Reproduce every one of the rows below word for word.
** BEGIN Data supplied **
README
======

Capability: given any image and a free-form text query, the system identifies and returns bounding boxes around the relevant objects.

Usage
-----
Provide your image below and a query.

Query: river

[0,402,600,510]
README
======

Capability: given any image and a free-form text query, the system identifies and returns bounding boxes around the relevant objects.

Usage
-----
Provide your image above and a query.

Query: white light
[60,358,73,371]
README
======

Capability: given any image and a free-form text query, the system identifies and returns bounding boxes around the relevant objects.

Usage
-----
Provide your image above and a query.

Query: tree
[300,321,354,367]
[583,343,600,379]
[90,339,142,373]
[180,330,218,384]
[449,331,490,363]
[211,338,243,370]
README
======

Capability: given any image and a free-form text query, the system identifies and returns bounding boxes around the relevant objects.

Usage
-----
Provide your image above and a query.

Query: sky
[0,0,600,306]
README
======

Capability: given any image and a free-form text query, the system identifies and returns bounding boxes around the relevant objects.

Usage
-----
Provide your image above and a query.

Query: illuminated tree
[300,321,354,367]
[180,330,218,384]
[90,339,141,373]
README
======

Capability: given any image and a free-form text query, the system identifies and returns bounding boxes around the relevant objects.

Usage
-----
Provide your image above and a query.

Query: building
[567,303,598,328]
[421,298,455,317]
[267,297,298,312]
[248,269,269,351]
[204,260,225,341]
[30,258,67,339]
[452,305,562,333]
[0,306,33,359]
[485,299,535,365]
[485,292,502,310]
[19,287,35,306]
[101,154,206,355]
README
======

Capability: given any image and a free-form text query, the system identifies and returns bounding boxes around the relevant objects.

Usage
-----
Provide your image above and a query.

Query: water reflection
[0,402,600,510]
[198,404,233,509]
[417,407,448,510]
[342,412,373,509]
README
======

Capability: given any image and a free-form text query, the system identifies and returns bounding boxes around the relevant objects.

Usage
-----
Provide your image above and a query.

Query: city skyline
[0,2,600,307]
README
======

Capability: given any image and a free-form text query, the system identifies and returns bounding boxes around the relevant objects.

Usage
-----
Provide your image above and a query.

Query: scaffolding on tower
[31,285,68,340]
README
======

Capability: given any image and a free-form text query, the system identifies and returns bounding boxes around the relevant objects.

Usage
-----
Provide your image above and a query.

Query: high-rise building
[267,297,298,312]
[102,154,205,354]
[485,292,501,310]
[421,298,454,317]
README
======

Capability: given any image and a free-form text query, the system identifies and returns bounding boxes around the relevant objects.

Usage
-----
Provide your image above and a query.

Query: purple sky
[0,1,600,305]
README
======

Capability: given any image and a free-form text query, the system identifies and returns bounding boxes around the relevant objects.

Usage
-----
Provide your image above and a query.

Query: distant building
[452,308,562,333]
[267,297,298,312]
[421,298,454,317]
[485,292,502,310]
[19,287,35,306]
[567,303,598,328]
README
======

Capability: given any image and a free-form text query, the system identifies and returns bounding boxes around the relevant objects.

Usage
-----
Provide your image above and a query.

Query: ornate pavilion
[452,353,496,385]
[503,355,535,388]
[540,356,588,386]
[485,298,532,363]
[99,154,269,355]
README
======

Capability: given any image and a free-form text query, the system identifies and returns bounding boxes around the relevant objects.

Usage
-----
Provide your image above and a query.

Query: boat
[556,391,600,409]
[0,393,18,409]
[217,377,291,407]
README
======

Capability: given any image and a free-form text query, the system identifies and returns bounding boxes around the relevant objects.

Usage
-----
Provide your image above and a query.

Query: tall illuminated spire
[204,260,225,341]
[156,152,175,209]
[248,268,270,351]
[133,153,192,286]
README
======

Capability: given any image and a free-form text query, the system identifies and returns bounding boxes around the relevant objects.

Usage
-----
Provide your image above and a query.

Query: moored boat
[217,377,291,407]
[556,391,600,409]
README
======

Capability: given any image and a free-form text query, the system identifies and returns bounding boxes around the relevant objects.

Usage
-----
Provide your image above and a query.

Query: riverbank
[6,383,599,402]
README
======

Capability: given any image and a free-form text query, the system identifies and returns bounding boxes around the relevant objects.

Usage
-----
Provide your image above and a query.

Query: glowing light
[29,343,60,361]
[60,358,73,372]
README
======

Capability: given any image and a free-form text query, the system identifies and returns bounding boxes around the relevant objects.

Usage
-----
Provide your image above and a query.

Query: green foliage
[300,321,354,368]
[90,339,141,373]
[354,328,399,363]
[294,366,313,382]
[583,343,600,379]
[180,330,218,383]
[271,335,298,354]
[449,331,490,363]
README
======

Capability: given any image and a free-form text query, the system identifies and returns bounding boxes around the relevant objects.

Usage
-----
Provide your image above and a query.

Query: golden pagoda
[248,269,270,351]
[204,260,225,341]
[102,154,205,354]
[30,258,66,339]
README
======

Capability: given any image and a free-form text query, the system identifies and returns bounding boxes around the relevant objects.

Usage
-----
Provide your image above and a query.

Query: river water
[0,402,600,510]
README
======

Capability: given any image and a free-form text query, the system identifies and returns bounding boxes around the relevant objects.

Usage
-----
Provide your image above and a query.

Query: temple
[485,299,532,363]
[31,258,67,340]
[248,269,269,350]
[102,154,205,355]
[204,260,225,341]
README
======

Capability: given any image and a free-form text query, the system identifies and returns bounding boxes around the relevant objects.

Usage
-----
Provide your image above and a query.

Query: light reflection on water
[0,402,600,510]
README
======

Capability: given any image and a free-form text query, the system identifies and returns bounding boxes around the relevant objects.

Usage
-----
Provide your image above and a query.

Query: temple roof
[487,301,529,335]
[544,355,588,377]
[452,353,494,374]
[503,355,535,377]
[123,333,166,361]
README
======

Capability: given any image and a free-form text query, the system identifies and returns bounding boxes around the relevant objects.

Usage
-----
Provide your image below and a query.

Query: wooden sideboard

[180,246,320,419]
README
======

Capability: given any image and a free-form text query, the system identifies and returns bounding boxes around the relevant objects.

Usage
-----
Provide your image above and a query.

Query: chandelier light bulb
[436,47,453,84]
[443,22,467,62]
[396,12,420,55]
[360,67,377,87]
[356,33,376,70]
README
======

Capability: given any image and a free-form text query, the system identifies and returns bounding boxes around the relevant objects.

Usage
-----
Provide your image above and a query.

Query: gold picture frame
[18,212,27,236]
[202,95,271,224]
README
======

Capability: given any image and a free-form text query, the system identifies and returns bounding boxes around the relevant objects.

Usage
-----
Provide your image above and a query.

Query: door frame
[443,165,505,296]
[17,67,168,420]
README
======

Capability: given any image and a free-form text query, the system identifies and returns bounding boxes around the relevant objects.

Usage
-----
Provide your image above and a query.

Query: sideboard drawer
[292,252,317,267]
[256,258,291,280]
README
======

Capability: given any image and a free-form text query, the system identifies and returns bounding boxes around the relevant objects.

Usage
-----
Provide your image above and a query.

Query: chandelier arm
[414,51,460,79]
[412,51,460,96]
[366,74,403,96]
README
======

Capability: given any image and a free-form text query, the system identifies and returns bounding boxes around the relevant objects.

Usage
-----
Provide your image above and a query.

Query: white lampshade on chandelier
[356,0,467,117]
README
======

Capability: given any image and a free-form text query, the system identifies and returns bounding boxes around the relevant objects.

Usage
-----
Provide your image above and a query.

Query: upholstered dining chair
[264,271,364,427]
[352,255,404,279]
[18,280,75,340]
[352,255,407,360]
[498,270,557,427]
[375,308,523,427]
** END Data supplied **
# Completed exercise:
README
======

Capability: given any image and a free-form text query, the system identifies and returns bounding boxes around the relevant objects.

Usage
-----
Provide your image below and a query.

Query: river

[0,402,600,510]
README
======

Capability: given any image and a free-form text query, the system identifies and returns bounding boxes around the relevant objects.

Usage
-----
Provide your image above and a query.

Query: white light
[60,358,73,371]
README
======

Capability: given any image and a free-form text query, the system identifies and returns bounding boxes around the relevant objects.

Usage
-----
Provide your image above and a query.

Query: tree
[300,321,354,367]
[583,343,600,379]
[90,339,142,373]
[180,330,218,384]
[449,331,490,363]
[211,338,243,370]
README
======

Capability: given any image and a free-form text query, the system identifies and returns bounding boxes around the relevant objects.

Usage
-----
Provide your image above and a query.

Query: sky
[0,0,600,306]
README
======

Capability: given any image and a free-form text query, the system identifies and returns bounding boxes around the relevant objects.

Usage
-----
Provide your image above and a query.

Query: illuminated tree
[300,321,354,367]
[180,330,218,384]
[90,339,141,373]
README
======

Capability: given any image and a free-form text query, the system identifies and returns bounding boxes around the relevant objects.

Usage
-----
Provide your image above and a query.

Query: building
[567,303,598,328]
[421,298,455,317]
[267,297,298,312]
[248,269,269,351]
[204,260,225,341]
[30,258,67,339]
[452,305,562,333]
[0,306,33,359]
[485,299,535,365]
[485,292,502,310]
[19,287,35,306]
[101,154,206,355]
README
======

Capability: given any image and a free-form text query, the system identifies and returns bounding boxes around the relevant objects.

Usage
-----
Provide your image above and a query.

Query: water reflection
[0,402,600,510]
[198,404,233,509]
[417,407,448,510]
[342,412,373,509]
README
======

Capability: given any image and a free-form text query, the system identifies and returns bounding boxes around the relevant objects.

Usage
-----
Provide your image above and a query.

Query: city skyline
[0,2,600,307]
README
======

Capability: given any image and a free-form text query, the system identifies and returns bounding boxes around the relevant objects.

Usage
-----
Provide your image above and a query.

Query: scaffolding on tower
[31,285,68,340]
README
======

Capability: given any image and a free-form text query, the system identifies and returns bounding boxes around the relevant objects.

Usage
-----
Provide your image above and a query.

Query: high-rise building
[267,297,298,312]
[102,154,205,354]
[485,292,501,310]
[421,298,454,317]
README
======

Capability: given any image and a free-form text query, the system identifies and returns bounding boxes around the relevant objects.

Usage
-----
Provide your image above and a query.

Query: purple sky
[0,1,600,305]
README
======

Capability: given any image and a free-form text query, the system identifies and returns bounding boxes around the relevant objects.

Usage
-----
Provide your image above and a query.

Query: distant building
[452,308,562,333]
[267,297,298,312]
[421,298,454,317]
[485,292,502,310]
[19,287,35,306]
[567,303,598,328]
README
======

Capability: given any image and a free-form text query, the system identifies and returns bounding boxes around the relevant objects.

Usage
-----
Provide your image above and a query.

Query: ornate pavilion
[452,353,496,385]
[503,355,535,388]
[540,356,588,386]
[485,298,532,363]
[99,154,269,355]
README
======

Capability: given any image and a free-form text query, the system identifies and returns bounding boxes around the relevant objects.

Usage
-----
Provide your image above and a query.

Query: boat
[556,391,600,409]
[0,393,18,409]
[217,377,291,407]
README
======

Capability: given any image and a free-form text query, the system identifies and returns bounding boxes around the relevant objects.

Usage
-----
Provide your image above and a query.

Query: tall illuminated spire
[204,260,225,341]
[156,152,175,209]
[248,268,270,351]
[133,153,192,286]
README
======

Capability: given any image and a free-form text query, the system identifies and returns bounding boxes around the relevant objects.

Usage
-----
Provide your image above and a query.

Query: moored boat
[217,377,291,407]
[556,391,600,409]
README
======

Capability: given any image and a free-form text query, the system identifies and returns bounding boxes around the relevant objects.

Usage
-----
Provide your image above and a query.

Query: riverbank
[6,383,599,402]
README
======

Capability: given any image and a free-form text query, the system identifies and returns bounding boxes around the relevant objects.

Usage
-----
Provide your image above and a query.

Query: glowing light
[29,343,60,361]
[60,358,73,372]
README
======

Capability: given any image and a free-form text query, the system identifies and returns bounding boxes around the relevant objects.

Usage
-----
Provide your image above and a query.

Query: green foliage
[300,321,354,368]
[90,339,141,373]
[354,328,399,363]
[294,366,313,382]
[583,343,600,379]
[180,330,218,383]
[271,335,298,354]
[449,331,490,363]
README
======

Capability: given any image and a free-form text query, the system identifies and returns bounding boxes around the relevant objects.

Usage
-----
Provide your image above and a query.

Query: golden pagoda
[248,269,270,351]
[204,260,225,341]
[102,154,205,354]
[30,258,66,339]
README
======

Capability: given any image and a free-form text query, the system identifies and returns bounding boxes around the relevant objects.

Usage
-----
Provide your image above and a query.

Query: river water
[0,402,600,510]
README
======

Capability: given any image and a free-form text query, the system identifies and returns bounding boxes around the relevant objects.

Usage
-----
Provide your image above and a query.

Query: temple
[485,299,532,363]
[31,258,67,340]
[248,269,269,350]
[102,154,205,355]
[204,260,225,341]
README
======

Capability: given any image and a free-form text query, the system identifies and returns bounding boxes around the relevant objects.

Usage
-----
Provide your image above and a query.

Query: light reflection on water
[0,402,600,510]
README
======

Capability: given any image and a free-form text query, the system identifies and returns bounding boxes around the relevant objects.

Usage
-----
Provide your image above and a query.

Query: temple roof
[487,301,529,335]
[544,355,588,377]
[452,353,494,374]
[503,355,535,377]
[123,333,166,361]
README
======

Capability: given any image and a free-form text query, the system identifies and returns bounding boxes around the relevant objects.

Usage
-----
Provide your image below and a query.

Query: wooden sideboard

[180,246,320,419]
README
======

Capability: given any image and a free-form text query, the system identifies and returns bounding boxes around the relevant objects.

Usage
-----
Provide your image above and a query.

Query: chandelier light bulb
[436,47,453,84]
[443,22,467,62]
[396,12,420,55]
[360,67,377,87]
[356,33,376,70]
README
======

Capability: given any image and a free-form text query, the system identifies and returns bounding boxes around the relevant objects.

Usage
-----
Provide your image above and a query.

Query: gold picture frame
[18,212,27,236]
[202,95,271,224]
README
======

Capability: given any image and a free-form text query, the system identifies and returns bounding boxes around the relevant objects.

Usage
-----
Provide your image above and a query.

Query: door frame
[443,165,505,296]
[17,67,168,420]
README
======

Capability: given any image and a free-form text query, the system identifies and returns bounding boxes around the relevant objects.

Usage
-----
Provide your image above and a query.

Query: sideboard drawer
[292,252,317,267]
[256,258,291,280]
README
======

Capability: given any image and a free-form text query, the system identifies and returns bounding boxes around the relevant objects.

Usage
-----
Provide your image above and a query.

Query: chandelier arm
[414,51,460,79]
[412,51,460,96]
[366,74,403,96]
README
======

Capability: given any image and a free-form text query, the system identifies and returns bounding boxes around the relevant objects.

Usage
-----
Provide your image above and a query.

Query: white lampshade on chandelier
[356,0,467,117]
README
======

Capability: given any image and a free-form text query, the system identifies and returns bounding boxes around the relevant objects.

Usage
-----
Provide your image above and a query.

Query: upholstered dining chair
[264,271,364,427]
[352,255,404,279]
[18,280,75,340]
[352,255,407,360]
[498,270,557,427]
[375,308,523,427]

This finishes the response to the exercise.